══ EXCERPT TO READ ══

Instead, we need to realize that the international rule of law remains alive.

Even though it is sometimes breached, it is still capable of providing security and predictability at an international level. Judge Yusuf contradicted the Roman statesman Cicero, who famously stated that “in times of war, the law falls silent.”   

“Thanks to the UN Charter and to the existence of a rule of law at the international level, law no longer stands mute in the midst of wars,” said Judge Yusuf. “The ICJ has several cases before it relating to the war in Ukraine and to the Israeli-Palestinian conflict. It has already pronounced itself on some of the issues pertaining to these wars.”

The ICJ, he added, has stated the law as it always has and has not held back its views, nor has it condoned human suffering, the loss of life, and the destruction arising from wars. Other UN organs, in particular the General Assembly and the International Criminal Court, have done the same.

═══
══ INPUT ROWS ══

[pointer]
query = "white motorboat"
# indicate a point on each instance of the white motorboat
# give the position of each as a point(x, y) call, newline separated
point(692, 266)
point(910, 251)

═══

## PARTS OF THE EXERCISE
a: Please translate this sentence from the passage on international law into Spanish: "Instead, we need to realize that the international rule of law remains alive."
b: Output the lines of the listing as a Markdown table with the columns Row and Line, numbering each row and leaving out blank lines.
The passage on international law and the listing are separate, unrelated material.

## LIST OF SOLUTIONS
a: En cambio, debemos darnos cuenta de que el Estado de derecho internacional sigue vivo.

b:
| Row | Line |
|---|---|
| 1 | [pointer] |
| 2 | query = "white motorboat" |
| 3 | # indicate a point on each instance of the white motorboat |
| 4 | # give the position of each as a point(x, y) call, newline separated |
| 5 | point(692, 266) |
| 6 | point(910, 251) |